Source excerpt ->
— Begin —

# Trying emmersed - dwarf hargrass, ricca, HC



## mpagri (Dec 7, 2007)

I have just up a 10g tank that i am going to try and grow out emmersed for awhile. heres the current setup:

10g tank
65w cfl lighting
eco complete

saran wrap with a few holes in it to keep humidity up

So the dwarf hairgrass is definitely dieing, but it started off not very healthy to begin with. the ricca is actually pretty much submersed as it is at the front of the tank and the substrate slopes up to the back so the water level at the front is higher. but it also has not shown much growth but i dont think its dieing yet so thats good. the hg has been in for 10 days the ricca for less than one week. 

have people had much luck either of these emmersed i know most of the posts are all HC. how long does riccia usually take to start growing once tied to the rocks? 

i'll post pictures once the hc gets here and i have it in the tank.


----------



## Rob Tetrazona (Jun 21, 2005)

— End —

Tasks to complete ->
1. Write out the passage of the emersed-growing thread from "So the dwarf" up to and including "to the rocks?".
2. Extend the forum thread on growing dwarf hairgrass, riccia and HC emersed, picking up right after its final line.
The data that comes next is separate material, unrelated to the forum thread on growing plants emersed.

Recorded information ->
— Begin —

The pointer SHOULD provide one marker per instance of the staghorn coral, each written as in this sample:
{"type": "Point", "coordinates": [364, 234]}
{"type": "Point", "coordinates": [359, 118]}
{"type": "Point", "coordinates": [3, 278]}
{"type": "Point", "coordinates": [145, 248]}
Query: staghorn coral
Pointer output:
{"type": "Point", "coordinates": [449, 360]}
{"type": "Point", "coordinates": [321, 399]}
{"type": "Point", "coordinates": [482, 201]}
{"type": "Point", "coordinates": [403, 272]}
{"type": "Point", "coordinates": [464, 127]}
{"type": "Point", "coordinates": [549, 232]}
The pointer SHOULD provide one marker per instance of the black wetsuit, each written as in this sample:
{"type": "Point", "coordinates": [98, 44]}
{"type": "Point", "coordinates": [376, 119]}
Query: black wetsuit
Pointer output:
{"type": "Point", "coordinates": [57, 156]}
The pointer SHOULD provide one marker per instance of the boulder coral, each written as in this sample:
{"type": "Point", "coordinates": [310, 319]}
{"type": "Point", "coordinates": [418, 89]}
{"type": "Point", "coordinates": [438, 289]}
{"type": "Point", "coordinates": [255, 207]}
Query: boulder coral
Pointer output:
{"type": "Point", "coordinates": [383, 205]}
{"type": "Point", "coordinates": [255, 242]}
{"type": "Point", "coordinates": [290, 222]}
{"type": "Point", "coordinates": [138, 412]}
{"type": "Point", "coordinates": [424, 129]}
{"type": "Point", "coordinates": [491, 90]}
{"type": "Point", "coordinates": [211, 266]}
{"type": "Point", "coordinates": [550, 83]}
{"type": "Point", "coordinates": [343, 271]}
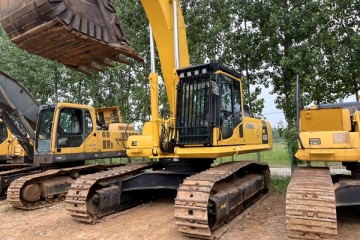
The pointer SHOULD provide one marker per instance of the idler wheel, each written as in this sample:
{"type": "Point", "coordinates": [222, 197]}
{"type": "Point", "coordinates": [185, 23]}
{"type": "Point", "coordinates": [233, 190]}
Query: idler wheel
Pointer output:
{"type": "Point", "coordinates": [31, 193]}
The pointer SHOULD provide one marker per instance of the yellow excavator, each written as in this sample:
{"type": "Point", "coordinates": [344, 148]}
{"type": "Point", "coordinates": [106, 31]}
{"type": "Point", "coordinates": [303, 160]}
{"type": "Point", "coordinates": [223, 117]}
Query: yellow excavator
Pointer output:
{"type": "Point", "coordinates": [209, 118]}
{"type": "Point", "coordinates": [83, 134]}
{"type": "Point", "coordinates": [327, 133]}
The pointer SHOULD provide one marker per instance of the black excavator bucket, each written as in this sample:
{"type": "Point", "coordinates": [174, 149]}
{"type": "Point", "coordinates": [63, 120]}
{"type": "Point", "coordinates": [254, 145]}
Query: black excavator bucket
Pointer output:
{"type": "Point", "coordinates": [81, 34]}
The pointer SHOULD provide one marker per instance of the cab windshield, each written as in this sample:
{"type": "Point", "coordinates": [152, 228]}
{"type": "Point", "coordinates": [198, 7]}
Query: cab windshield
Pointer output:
{"type": "Point", "coordinates": [43, 130]}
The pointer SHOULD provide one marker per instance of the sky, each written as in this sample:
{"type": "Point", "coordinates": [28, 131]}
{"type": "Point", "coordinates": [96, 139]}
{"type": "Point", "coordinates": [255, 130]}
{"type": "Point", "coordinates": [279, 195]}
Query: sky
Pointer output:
{"type": "Point", "coordinates": [274, 115]}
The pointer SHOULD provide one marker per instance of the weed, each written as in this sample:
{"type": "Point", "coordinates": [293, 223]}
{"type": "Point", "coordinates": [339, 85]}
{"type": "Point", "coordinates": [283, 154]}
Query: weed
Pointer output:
{"type": "Point", "coordinates": [279, 183]}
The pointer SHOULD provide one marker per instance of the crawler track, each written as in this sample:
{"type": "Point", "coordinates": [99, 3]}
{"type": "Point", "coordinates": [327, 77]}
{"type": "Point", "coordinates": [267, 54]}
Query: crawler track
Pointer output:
{"type": "Point", "coordinates": [194, 204]}
{"type": "Point", "coordinates": [310, 205]}
{"type": "Point", "coordinates": [81, 189]}
{"type": "Point", "coordinates": [14, 190]}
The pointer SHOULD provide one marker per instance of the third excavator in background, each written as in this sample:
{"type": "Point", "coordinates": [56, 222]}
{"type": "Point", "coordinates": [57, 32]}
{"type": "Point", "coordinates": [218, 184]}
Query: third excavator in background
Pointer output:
{"type": "Point", "coordinates": [327, 133]}
{"type": "Point", "coordinates": [209, 119]}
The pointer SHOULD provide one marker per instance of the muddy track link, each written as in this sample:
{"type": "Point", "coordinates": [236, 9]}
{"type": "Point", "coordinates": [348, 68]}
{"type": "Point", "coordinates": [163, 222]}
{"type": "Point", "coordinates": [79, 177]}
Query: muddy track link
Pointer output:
{"type": "Point", "coordinates": [79, 191]}
{"type": "Point", "coordinates": [310, 205]}
{"type": "Point", "coordinates": [192, 201]}
{"type": "Point", "coordinates": [14, 190]}
{"type": "Point", "coordinates": [11, 166]}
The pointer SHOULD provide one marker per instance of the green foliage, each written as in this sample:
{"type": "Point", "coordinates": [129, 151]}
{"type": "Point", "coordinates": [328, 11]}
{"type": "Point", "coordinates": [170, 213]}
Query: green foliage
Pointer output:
{"type": "Point", "coordinates": [6, 208]}
{"type": "Point", "coordinates": [279, 184]}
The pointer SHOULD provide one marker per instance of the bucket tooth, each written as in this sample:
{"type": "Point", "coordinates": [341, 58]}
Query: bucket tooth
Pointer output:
{"type": "Point", "coordinates": [93, 31]}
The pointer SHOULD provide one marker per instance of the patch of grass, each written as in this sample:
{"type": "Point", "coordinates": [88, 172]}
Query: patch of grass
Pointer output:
{"type": "Point", "coordinates": [279, 184]}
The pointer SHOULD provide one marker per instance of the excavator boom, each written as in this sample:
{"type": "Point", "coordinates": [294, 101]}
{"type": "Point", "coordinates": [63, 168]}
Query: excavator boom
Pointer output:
{"type": "Point", "coordinates": [81, 36]}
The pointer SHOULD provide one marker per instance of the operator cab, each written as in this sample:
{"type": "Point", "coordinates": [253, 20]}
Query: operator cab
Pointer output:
{"type": "Point", "coordinates": [209, 96]}
{"type": "Point", "coordinates": [72, 125]}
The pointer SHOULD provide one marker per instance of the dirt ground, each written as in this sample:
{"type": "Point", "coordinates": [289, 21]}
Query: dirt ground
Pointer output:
{"type": "Point", "coordinates": [155, 220]}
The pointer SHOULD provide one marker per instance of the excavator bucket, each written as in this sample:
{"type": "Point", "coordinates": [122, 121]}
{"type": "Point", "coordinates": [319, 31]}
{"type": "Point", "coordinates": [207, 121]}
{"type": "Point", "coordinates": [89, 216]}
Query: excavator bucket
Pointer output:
{"type": "Point", "coordinates": [81, 34]}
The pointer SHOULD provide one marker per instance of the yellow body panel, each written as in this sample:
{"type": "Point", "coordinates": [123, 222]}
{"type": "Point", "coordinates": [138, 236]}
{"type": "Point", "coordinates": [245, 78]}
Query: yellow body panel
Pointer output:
{"type": "Point", "coordinates": [332, 119]}
{"type": "Point", "coordinates": [330, 134]}
{"type": "Point", "coordinates": [96, 141]}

— End —

The replies ->
1.
So the dwarf hairgrass is definitely dieing, but it started off not very healthy to begin with. the ricca is actually pretty much submersed as it is at the front of the tank and the substrate slopes up to the back so the water level at the front is higher. but it also has not shown much growth but i dont think its dieing yet so thats good. the hg has been in for 10 days the ricca for less than one week. 

have people had much luck either of these emmersed i know most of the posts are all HC. how long does riccia usually take to start growing once tied to the rocks?

2.
I've never used eco-complete, so I can't comment on how successful you will be with that. I know a guy who breeds and sells SA dart frogs. He sets up terrariums with a coconut fiber substrate and grows in thick mats of Riccia emersed in most of them using shoplights. I asked him what his secret was and he said, "If there are frogs in the terrarium, the Riccia grows. Without frogs, it turns brown and dies." I don't know how helpful that is for you, but I've tried the same setup without the frogs, but I had a misting system on a timer that pumped water taken from a fertilized planted tank. The Riccia grew very, very, very slowly.

With the other plants, start with emersed form if possible. If not possible, you need to take the submersed plants thru a transformation stage by slowly lowering the water level. It's not always possible to pull a plant out of water and expect it to grow out of water just like that. It needs transformation. This may even take trimming and replanting new growth and discarding the old.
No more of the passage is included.